Reproduce everything from the start of the rows down through the line containing "[0,600,1288,858]", substituting "stony terrain" for "rocky ground" and leaving all else unchanged.

■ **RECORD EXCERPTS**
++++++++++++++++++++
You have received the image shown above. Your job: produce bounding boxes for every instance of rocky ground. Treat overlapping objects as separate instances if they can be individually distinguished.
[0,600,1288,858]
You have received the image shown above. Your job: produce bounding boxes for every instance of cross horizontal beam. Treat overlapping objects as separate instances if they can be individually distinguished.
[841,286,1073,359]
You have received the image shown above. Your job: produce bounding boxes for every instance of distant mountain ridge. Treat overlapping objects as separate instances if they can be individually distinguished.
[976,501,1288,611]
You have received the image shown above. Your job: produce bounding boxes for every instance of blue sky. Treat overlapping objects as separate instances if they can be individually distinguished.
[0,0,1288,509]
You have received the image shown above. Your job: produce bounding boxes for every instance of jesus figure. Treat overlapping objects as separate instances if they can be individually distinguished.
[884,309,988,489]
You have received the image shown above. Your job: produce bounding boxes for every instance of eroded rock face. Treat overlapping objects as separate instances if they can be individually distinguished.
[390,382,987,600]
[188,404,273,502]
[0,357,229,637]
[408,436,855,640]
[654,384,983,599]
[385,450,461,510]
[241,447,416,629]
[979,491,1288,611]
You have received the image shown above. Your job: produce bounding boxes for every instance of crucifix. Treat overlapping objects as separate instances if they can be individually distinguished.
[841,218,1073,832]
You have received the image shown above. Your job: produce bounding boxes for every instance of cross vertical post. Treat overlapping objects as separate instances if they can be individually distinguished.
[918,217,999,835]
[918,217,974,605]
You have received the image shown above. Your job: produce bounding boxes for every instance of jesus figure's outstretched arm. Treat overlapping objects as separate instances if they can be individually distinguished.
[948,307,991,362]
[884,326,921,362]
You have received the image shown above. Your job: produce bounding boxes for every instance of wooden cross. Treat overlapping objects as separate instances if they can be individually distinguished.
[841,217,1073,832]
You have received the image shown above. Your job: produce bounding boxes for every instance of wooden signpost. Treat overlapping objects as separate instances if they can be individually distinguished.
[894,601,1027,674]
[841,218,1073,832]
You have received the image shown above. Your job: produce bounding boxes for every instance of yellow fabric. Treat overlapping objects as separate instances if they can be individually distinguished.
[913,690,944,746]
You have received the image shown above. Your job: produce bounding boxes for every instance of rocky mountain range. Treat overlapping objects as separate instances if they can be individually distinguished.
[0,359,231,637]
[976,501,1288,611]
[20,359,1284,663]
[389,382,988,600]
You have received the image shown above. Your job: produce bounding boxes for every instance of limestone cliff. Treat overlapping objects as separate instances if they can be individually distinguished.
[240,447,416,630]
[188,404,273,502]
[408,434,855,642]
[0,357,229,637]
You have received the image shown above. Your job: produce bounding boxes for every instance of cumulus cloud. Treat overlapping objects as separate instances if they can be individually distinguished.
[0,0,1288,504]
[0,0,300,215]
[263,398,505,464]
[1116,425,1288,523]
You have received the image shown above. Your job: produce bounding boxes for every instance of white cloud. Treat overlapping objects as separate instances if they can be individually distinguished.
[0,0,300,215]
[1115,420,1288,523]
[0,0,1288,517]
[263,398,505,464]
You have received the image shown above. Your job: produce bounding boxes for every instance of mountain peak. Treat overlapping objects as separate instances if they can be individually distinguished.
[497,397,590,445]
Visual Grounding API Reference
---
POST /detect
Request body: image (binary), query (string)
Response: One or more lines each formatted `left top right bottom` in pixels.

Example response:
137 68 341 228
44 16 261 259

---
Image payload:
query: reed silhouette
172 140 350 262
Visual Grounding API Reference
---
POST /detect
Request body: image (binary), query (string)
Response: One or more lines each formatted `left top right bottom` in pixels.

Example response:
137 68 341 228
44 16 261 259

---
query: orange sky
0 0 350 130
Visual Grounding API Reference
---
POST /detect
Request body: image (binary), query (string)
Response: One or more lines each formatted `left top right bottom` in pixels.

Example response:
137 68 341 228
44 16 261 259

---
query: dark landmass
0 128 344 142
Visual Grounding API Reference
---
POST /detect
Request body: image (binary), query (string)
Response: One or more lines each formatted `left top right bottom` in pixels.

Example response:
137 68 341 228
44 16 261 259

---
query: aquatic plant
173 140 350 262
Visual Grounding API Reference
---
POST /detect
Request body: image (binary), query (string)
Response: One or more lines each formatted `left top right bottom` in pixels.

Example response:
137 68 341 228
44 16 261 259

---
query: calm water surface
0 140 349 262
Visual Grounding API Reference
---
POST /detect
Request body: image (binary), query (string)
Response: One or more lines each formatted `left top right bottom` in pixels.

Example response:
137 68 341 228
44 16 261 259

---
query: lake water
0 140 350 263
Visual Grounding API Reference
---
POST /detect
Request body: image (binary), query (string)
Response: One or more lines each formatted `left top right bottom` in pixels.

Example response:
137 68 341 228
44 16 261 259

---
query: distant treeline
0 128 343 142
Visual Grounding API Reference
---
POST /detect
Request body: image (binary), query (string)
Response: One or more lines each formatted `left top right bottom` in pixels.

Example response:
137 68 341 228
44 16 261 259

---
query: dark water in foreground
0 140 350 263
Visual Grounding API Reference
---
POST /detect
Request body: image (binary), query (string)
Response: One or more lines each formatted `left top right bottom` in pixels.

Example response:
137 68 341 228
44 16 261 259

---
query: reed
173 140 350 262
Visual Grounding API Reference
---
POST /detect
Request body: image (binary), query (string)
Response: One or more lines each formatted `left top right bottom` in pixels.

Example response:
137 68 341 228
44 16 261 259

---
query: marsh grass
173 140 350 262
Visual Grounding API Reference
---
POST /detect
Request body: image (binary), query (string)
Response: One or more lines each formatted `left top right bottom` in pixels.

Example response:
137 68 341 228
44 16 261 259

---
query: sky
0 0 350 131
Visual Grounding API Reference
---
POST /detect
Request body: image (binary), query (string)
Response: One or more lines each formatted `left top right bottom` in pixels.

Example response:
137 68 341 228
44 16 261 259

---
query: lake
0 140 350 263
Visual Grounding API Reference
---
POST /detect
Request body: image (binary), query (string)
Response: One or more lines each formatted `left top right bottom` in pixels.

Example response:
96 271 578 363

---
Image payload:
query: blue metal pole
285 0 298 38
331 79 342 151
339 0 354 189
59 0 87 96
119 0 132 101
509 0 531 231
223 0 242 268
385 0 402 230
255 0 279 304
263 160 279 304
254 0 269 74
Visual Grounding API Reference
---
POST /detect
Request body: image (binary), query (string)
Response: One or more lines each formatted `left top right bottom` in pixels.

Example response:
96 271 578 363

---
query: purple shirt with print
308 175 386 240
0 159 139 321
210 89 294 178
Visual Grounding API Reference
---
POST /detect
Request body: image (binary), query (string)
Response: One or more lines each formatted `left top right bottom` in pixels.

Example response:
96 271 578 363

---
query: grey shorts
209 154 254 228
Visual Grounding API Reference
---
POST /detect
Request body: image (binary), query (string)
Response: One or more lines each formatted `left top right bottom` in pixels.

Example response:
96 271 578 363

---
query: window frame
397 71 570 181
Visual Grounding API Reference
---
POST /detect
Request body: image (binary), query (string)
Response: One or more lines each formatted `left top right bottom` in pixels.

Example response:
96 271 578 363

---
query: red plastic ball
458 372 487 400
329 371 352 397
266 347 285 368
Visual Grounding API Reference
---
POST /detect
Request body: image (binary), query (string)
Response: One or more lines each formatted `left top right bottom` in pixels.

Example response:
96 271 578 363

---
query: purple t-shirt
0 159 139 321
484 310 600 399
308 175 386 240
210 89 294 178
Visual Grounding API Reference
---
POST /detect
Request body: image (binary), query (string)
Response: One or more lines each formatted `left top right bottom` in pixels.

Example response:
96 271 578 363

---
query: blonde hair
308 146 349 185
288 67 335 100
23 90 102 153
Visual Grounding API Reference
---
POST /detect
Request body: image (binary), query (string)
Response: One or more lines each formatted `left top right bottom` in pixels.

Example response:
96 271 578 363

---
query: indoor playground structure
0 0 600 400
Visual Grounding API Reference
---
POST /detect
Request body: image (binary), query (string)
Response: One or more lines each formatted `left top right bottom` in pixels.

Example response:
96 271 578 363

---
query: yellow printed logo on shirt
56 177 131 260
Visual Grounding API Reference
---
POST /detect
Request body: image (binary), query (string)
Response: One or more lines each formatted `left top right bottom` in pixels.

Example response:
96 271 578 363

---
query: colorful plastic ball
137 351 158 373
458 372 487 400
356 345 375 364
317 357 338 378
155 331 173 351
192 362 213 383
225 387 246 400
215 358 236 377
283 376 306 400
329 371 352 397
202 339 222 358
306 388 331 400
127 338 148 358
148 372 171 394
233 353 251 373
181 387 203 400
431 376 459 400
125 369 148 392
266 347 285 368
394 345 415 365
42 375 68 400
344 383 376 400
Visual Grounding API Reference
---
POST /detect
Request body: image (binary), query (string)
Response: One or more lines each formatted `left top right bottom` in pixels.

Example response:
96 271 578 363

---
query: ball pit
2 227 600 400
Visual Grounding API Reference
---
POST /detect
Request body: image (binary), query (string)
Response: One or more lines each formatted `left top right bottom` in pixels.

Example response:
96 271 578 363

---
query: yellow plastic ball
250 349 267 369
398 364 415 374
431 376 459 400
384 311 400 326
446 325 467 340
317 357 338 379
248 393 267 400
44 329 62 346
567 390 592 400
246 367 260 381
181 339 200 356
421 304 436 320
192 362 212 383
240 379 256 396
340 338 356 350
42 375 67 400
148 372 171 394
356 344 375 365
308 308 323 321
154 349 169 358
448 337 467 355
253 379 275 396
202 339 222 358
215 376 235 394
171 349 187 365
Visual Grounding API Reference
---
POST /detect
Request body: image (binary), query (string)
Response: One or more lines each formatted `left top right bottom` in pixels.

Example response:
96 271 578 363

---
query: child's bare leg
++++++++++++++++++++
■ **TASK ANSWER**
You have received the image shown above. Your job: produce bounding boxes for every instance of stony terrain. Treat overlapping objects as separate instances if they can be individually distinguished.
[0,600,1288,858]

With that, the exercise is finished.